*GIVEN INSTRUCTION 1*: What tool does the Spark Connect message below say was used to set up the on-prem Kubernetes cluster?

This error message can be traced back to Spark's source code here:
https://github.com/apache/spark/blob/6c885a7cf57df328b03308cff2eed814bda156e4/core/src/main/scala/org/apache/spark/deploy/SparkSubmit.scala#L307

Given my observations, I'm curious about the Spark Connect Server roadmap:

Is there a plan or current conversation to enable Kubernetes as a master in 
Spark Connect Server's cluster deploy mode?

I have tried to gather information from existing JIRA tickets, but have not 
been able to get a definitive answer:

https://issues.apache.org/jira/browse/SPARK-42730
https://issues.apache.org/jira/browse/SPARK-39375
https://issues.apache.org/jira/browse/SPARK-44117

Any thoughts, updates, or references to similar conversations or initiatives 
would be greatly appreciated.

Thank you for your time and expertise!

Best regards,
Yasukazu

2023年9月5日(火) 12:09 Nagatomi Yasukazu <[email protected]>:
Hello Mich,
Thank you for your questions. Here are my responses:

> 1. What investigation have you done to show that it is running in local mode?

I have verified through the History Server's Environment tab that:
- "spark.master" is set to local[*]
- "spark.app.id" begins with local-xxx
- "spark.submit.deployMode" is set to local

> 2. who has configured this kubernetes cluster? Is it supplied by a cloud 
> vendor?

Our Kubernetes cluster was set up in an on-prem environment using RKE2( 
https://docs.rke2.io/ ).

> 3. Confirm that you have configured Spark Connect Server correctly for 
> cluster mode. Make sure you specify the cluster manager (e.g., Kubernetes) 
> and other relevant Spark configurations in your Spark job submission.

Based on the Spark Connect documentation I've read, there doesn't seem to be 
any specific settings for cluster mode related to the Spark Connect Server.

Configuration - Spark 3.4.1 Documentation
https://spark.apache.org/docs/3.4.1/configuration.html#spark-connect

Quickstart: Spark Connect — PySpark 3.4.1 documentation
https://spark.apache.org/docs/latest/api/python/getting_started/quickstart_connect.html

Spark Connect Overview - Spark 3.4.1 Documentation
https://spark.apache.org/docs/latest/spark-connect-overview.html

The documentation only suggests running ./sbin/start-connect-server.sh 
--packages org.apache.spark:spark-connect_2.12:3.4.0, leaving me at a loss.

*GIVEN INSTRUCTION 2*: Copy every line in the rows below that contains the string "player".

*SUPPLIED INFORMATION*:
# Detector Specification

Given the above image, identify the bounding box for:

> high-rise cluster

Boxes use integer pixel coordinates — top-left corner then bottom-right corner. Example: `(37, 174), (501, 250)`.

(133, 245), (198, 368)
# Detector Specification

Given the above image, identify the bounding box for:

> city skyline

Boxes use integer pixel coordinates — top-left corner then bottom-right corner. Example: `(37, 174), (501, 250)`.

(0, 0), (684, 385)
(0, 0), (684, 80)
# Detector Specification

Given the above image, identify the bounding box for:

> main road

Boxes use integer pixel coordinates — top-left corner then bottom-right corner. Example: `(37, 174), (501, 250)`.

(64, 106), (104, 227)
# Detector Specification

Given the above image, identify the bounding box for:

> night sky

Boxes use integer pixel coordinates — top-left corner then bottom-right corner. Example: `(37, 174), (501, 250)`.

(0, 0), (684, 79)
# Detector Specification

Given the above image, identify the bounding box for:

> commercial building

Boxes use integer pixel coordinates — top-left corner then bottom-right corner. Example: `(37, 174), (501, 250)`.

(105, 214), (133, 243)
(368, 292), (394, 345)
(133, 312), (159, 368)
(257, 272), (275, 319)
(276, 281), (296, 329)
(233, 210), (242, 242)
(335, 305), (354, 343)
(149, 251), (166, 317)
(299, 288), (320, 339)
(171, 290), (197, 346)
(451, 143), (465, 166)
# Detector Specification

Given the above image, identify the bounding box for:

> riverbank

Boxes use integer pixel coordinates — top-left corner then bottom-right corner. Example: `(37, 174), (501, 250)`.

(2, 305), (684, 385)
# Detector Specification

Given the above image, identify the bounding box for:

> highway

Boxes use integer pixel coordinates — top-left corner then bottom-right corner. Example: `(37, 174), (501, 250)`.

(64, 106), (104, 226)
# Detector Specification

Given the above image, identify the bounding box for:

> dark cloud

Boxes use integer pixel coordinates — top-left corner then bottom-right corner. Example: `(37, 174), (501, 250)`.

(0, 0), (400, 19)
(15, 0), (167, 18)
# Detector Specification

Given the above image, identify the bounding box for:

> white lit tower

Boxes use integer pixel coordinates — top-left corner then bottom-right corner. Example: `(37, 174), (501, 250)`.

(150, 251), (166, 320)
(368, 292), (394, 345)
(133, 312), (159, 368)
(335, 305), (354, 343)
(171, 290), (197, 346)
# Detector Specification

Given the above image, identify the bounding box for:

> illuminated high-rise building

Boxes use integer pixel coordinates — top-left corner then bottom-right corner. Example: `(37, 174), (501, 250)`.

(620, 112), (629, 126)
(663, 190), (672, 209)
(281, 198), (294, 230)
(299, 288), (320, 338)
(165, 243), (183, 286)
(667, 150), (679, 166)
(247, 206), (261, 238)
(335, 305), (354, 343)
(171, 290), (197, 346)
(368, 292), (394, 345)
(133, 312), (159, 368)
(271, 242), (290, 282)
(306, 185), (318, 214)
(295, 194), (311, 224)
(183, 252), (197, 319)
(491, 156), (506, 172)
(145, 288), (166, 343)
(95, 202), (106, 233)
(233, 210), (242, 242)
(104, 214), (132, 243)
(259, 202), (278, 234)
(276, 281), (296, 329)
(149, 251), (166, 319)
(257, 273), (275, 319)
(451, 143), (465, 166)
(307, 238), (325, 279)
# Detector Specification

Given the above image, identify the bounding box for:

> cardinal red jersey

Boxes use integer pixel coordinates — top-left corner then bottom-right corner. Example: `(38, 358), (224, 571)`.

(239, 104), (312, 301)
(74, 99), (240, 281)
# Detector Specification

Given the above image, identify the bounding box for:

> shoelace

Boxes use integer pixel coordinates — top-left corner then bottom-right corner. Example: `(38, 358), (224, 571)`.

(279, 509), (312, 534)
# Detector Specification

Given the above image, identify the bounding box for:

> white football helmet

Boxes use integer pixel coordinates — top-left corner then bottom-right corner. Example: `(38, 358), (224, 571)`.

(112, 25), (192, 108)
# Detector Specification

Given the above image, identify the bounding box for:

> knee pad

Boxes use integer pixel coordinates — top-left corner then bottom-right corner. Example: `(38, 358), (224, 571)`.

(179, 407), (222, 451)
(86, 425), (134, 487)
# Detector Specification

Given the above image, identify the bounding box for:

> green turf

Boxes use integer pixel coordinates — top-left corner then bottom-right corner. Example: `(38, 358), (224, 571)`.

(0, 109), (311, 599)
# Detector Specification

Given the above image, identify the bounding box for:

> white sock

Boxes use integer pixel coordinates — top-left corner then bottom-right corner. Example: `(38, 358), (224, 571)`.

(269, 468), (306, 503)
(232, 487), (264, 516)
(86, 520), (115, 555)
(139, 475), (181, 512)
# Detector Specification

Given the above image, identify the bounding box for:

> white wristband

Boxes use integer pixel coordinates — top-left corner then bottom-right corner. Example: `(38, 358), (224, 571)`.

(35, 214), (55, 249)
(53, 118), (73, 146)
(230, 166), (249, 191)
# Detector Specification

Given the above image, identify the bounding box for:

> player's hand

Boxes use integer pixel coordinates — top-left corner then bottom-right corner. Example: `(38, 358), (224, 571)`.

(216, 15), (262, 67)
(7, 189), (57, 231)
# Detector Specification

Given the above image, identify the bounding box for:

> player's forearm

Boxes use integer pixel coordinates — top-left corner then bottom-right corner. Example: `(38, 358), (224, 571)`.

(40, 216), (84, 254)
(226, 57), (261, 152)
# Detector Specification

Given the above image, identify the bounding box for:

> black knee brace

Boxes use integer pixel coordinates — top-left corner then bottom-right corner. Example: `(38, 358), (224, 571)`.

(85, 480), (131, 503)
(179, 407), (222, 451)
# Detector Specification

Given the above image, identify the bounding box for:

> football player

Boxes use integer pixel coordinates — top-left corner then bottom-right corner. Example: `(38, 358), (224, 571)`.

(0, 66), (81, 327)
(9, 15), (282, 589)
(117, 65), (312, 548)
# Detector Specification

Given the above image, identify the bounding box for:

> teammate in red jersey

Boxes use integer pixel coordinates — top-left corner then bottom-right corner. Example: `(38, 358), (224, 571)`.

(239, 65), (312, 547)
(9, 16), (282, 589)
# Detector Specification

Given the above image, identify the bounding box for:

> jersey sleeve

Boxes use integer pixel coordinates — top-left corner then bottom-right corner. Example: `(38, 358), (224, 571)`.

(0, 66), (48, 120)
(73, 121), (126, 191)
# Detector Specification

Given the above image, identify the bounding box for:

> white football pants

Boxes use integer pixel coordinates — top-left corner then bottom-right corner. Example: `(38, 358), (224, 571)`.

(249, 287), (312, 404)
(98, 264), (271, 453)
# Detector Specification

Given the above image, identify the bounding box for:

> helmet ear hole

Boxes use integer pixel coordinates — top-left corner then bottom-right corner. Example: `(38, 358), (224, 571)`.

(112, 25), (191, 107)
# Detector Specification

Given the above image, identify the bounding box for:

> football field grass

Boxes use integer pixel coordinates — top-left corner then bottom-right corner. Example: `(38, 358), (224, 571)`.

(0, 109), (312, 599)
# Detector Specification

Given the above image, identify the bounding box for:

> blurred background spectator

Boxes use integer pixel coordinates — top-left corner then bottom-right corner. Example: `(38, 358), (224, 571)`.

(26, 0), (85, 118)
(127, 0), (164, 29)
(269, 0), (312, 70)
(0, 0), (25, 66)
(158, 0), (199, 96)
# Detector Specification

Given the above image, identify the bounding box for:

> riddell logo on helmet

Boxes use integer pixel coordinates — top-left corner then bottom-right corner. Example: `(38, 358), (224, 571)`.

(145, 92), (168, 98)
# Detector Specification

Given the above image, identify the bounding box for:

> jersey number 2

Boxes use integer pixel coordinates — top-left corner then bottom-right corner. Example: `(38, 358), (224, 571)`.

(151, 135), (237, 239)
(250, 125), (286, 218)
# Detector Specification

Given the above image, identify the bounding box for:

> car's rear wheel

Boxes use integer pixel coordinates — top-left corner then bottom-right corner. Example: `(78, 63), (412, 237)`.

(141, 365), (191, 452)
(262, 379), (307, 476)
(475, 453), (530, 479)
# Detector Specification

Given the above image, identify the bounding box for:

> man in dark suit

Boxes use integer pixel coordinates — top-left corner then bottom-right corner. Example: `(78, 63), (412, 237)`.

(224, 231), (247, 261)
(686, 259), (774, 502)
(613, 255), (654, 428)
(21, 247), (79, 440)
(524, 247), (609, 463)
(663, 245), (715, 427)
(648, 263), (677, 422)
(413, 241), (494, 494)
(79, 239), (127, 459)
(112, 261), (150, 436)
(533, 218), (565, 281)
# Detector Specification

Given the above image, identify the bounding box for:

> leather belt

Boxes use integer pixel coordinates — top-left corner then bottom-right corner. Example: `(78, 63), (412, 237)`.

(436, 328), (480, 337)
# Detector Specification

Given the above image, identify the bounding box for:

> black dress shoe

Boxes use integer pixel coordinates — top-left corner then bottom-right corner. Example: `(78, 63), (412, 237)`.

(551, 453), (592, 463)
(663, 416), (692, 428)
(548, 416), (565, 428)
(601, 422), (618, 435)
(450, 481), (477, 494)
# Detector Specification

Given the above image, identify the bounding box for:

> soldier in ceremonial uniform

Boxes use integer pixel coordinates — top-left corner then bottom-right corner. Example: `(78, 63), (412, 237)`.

*WRITTEN ANSWER 1*: RKE2

*WRITTEN ANSWER 2*:
> player's hand
> player's forearm
> football player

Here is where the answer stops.